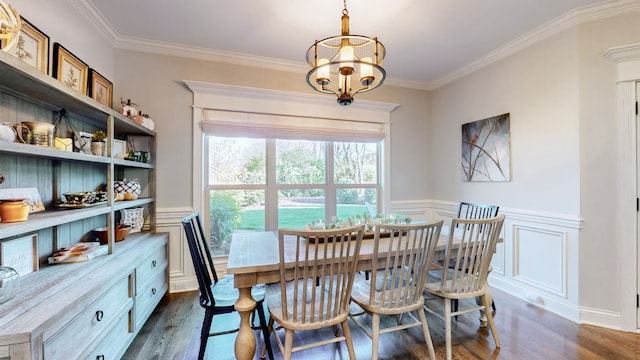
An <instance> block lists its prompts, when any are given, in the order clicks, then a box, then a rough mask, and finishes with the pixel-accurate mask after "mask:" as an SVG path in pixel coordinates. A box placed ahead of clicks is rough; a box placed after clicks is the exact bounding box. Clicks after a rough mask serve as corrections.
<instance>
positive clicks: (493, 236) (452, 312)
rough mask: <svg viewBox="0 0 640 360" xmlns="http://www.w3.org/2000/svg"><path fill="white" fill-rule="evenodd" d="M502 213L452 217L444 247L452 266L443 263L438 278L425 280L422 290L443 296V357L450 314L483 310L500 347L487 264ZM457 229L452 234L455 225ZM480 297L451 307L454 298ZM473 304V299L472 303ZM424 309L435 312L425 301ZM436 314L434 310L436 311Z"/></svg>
mask: <svg viewBox="0 0 640 360" xmlns="http://www.w3.org/2000/svg"><path fill="white" fill-rule="evenodd" d="M503 223H504V215H498V216H497V217H492V218H489V219H453V220H452V222H451V228H450V231H449V239H448V240H447V245H446V250H445V256H444V258H445V264H448V263H450V262H452V263H453V264H455V266H454V267H453V268H447V267H443V268H442V269H441V270H440V271H441V274H440V276H441V278H440V279H441V280H439V281H436V282H427V284H426V287H425V290H426V292H428V293H430V294H433V295H436V296H437V297H440V298H443V299H444V302H445V304H444V305H445V306H444V322H445V339H446V340H445V341H446V348H447V360H451V356H452V355H451V318H452V317H455V316H457V315H462V314H466V313H468V312H471V311H476V310H484V313H485V314H486V316H487V322H488V324H489V329H490V330H491V334H492V335H493V340H494V341H495V343H496V347H498V348H499V347H500V340H499V338H498V333H497V332H496V328H495V325H494V323H493V315H492V314H491V312H490V311H488V309H489V306H490V302H489V299H488V297H487V289H488V285H487V276H488V275H489V267H490V266H491V258H492V257H493V254H494V252H495V247H496V243H497V242H498V237H499V236H500V231H501V229H502V224H503ZM458 226H459V228H461V229H462V230H460V231H458V233H457V234H456V236H454V232H456V230H455V229H456V227H458ZM476 297H480V299H481V301H480V304H479V305H476V306H473V307H471V308H468V309H465V310H457V311H452V310H451V302H452V300H454V299H456V300H459V299H470V298H476ZM474 305H475V303H474ZM425 310H427V311H428V312H430V313H433V314H435V312H434V311H432V310H431V309H429V308H428V307H427V306H426V305H425ZM436 315H438V314H436Z"/></svg>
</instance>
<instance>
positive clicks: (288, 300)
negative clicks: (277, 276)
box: [265, 282, 349, 330]
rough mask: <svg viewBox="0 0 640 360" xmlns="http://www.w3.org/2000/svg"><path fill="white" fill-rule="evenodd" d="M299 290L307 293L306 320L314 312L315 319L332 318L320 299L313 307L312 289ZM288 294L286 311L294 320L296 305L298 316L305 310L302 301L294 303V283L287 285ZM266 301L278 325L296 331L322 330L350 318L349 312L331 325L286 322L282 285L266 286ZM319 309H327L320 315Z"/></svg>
mask: <svg viewBox="0 0 640 360" xmlns="http://www.w3.org/2000/svg"><path fill="white" fill-rule="evenodd" d="M299 290H303V291H305V292H306V293H307V300H306V301H305V303H306V306H305V307H304V311H305V313H306V316H304V318H306V319H308V318H310V317H311V315H312V311H313V317H314V318H315V319H326V318H330V317H331V316H330V314H329V313H328V312H327V311H326V307H322V306H319V305H318V304H319V302H320V299H316V306H313V304H311V289H310V288H306V289H302V288H301V289H299ZM303 291H299V292H298V294H299V295H298V296H302V293H303ZM286 293H287V303H288V304H289V305H288V307H287V309H286V312H287V313H286V314H287V316H286V318H287V319H293V318H294V316H293V311H294V304H296V305H297V311H298V314H301V313H302V311H303V309H302V307H303V306H302V304H303V302H302V300H299V301H298V302H297V303H295V302H294V301H293V293H294V291H293V283H292V282H287V285H286ZM324 293H325V295H328V291H326V289H325V291H324ZM316 296H319V295H318V293H317V294H316ZM265 299H266V301H267V304H268V308H269V312H270V313H271V316H272V317H273V318H274V320H275V321H277V322H278V323H280V324H281V325H282V324H283V323H284V324H287V325H288V326H287V327H289V328H292V329H294V330H311V329H320V328H323V327H326V326H330V325H331V324H338V323H340V322H341V321H342V320H344V319H346V318H347V316H348V314H349V313H348V312H345V314H344V317H343V318H340V319H338V320H336V319H334V320H332V321H331V322H330V323H328V324H327V322H314V323H313V324H309V323H298V324H296V323H295V322H293V321H291V320H289V321H286V320H285V314H284V311H285V310H284V309H283V306H282V295H281V289H280V284H279V283H278V284H270V285H267V286H266V294H265ZM319 309H325V311H324V312H322V313H320V312H319V311H318V310H319ZM298 317H300V315H298Z"/></svg>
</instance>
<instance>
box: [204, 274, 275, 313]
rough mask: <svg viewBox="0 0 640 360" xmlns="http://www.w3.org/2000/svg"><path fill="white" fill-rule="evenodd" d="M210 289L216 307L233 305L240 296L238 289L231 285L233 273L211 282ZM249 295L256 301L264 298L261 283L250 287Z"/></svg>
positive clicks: (263, 288)
mask: <svg viewBox="0 0 640 360" xmlns="http://www.w3.org/2000/svg"><path fill="white" fill-rule="evenodd" d="M211 289H212V291H213V298H214V299H215V300H216V306H217V307H224V306H233V305H234V304H235V303H236V301H237V300H238V297H239V296H240V291H239V290H238V289H236V288H235V287H233V275H229V274H227V275H225V277H224V278H222V279H220V280H219V281H218V282H217V283H215V284H213V285H212V286H211ZM251 296H252V297H253V300H255V301H256V302H258V301H262V300H264V298H265V286H264V285H262V284H261V285H256V286H254V287H252V288H251Z"/></svg>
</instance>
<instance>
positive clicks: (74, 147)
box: [73, 131, 93, 154]
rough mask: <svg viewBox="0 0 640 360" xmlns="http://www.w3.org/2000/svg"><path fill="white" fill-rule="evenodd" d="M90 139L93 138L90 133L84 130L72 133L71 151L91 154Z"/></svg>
mask: <svg viewBox="0 0 640 360" xmlns="http://www.w3.org/2000/svg"><path fill="white" fill-rule="evenodd" d="M91 140H93V134H92V133H88V132H84V131H78V132H76V133H73V151H75V152H81V153H85V154H93V153H92V152H91Z"/></svg>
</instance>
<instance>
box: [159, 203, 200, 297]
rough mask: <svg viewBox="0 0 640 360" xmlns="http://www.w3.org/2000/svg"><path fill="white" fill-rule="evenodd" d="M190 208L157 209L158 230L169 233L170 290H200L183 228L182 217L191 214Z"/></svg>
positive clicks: (184, 216) (169, 282) (169, 264)
mask: <svg viewBox="0 0 640 360" xmlns="http://www.w3.org/2000/svg"><path fill="white" fill-rule="evenodd" d="M193 211H194V210H193V209H190V208H164V209H157V210H156V217H157V218H156V229H157V230H156V231H158V232H167V233H169V292H170V293H174V292H182V291H191V290H198V280H197V279H196V275H195V272H194V269H193V263H192V262H191V256H190V255H189V246H188V245H187V239H186V237H185V235H184V230H183V229H182V222H181V221H182V218H183V217H185V216H187V215H189V214H191V213H192V212H193Z"/></svg>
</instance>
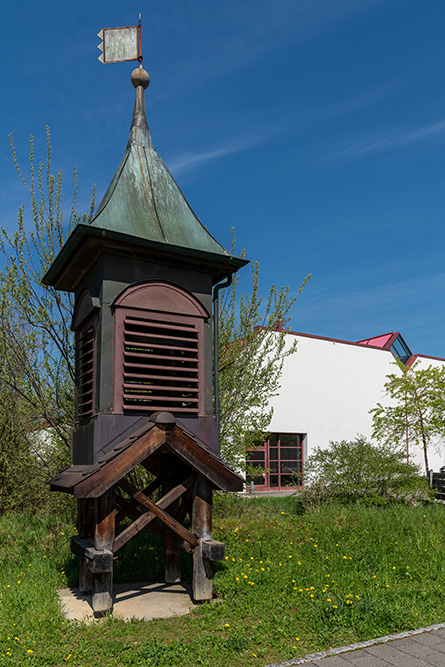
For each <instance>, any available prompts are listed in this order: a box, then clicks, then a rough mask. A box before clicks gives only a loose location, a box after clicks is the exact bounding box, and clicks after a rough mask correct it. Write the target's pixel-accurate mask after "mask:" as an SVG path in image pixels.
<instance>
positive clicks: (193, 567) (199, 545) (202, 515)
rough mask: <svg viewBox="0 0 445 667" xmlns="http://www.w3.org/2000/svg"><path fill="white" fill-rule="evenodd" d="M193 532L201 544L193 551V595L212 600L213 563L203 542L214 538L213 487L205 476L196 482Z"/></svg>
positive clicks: (192, 510)
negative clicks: (205, 552) (212, 531)
mask: <svg viewBox="0 0 445 667" xmlns="http://www.w3.org/2000/svg"><path fill="white" fill-rule="evenodd" d="M192 533H193V534H194V535H195V536H196V537H197V538H198V540H199V544H198V546H197V547H195V551H194V553H193V597H194V599H195V600H197V601H199V600H211V599H212V595H213V590H212V564H211V561H210V560H209V559H208V558H207V556H206V555H205V553H204V550H203V542H205V541H206V540H211V539H212V487H211V486H210V484H209V482H208V481H207V480H206V479H204V478H203V477H198V479H197V480H196V484H195V491H194V497H193V510H192Z"/></svg>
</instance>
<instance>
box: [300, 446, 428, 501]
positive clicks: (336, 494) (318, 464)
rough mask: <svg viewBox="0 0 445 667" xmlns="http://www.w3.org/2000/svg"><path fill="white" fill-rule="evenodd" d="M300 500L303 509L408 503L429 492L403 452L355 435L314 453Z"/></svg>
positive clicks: (306, 467) (412, 465)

......

Assigned task
Give back exactly the lines of the listing above that run from the line with "positive clicks: (74, 147)" to the line with "box: [159, 203, 200, 297]", inclusive.

Response box
positive clicks: (74, 147)
box: [73, 131, 93, 154]
rough mask: <svg viewBox="0 0 640 360" xmlns="http://www.w3.org/2000/svg"><path fill="white" fill-rule="evenodd" d="M90 139L93 138L90 133L84 130L72 133L71 151L91 154Z"/></svg>
mask: <svg viewBox="0 0 640 360" xmlns="http://www.w3.org/2000/svg"><path fill="white" fill-rule="evenodd" d="M91 140H93V134H92V133H88V132H84V131H78V132H76V133H73V151H75V152H81V153H85V154H93V153H92V152H91Z"/></svg>
</instance>
<instance>
box: [159, 203, 200, 297]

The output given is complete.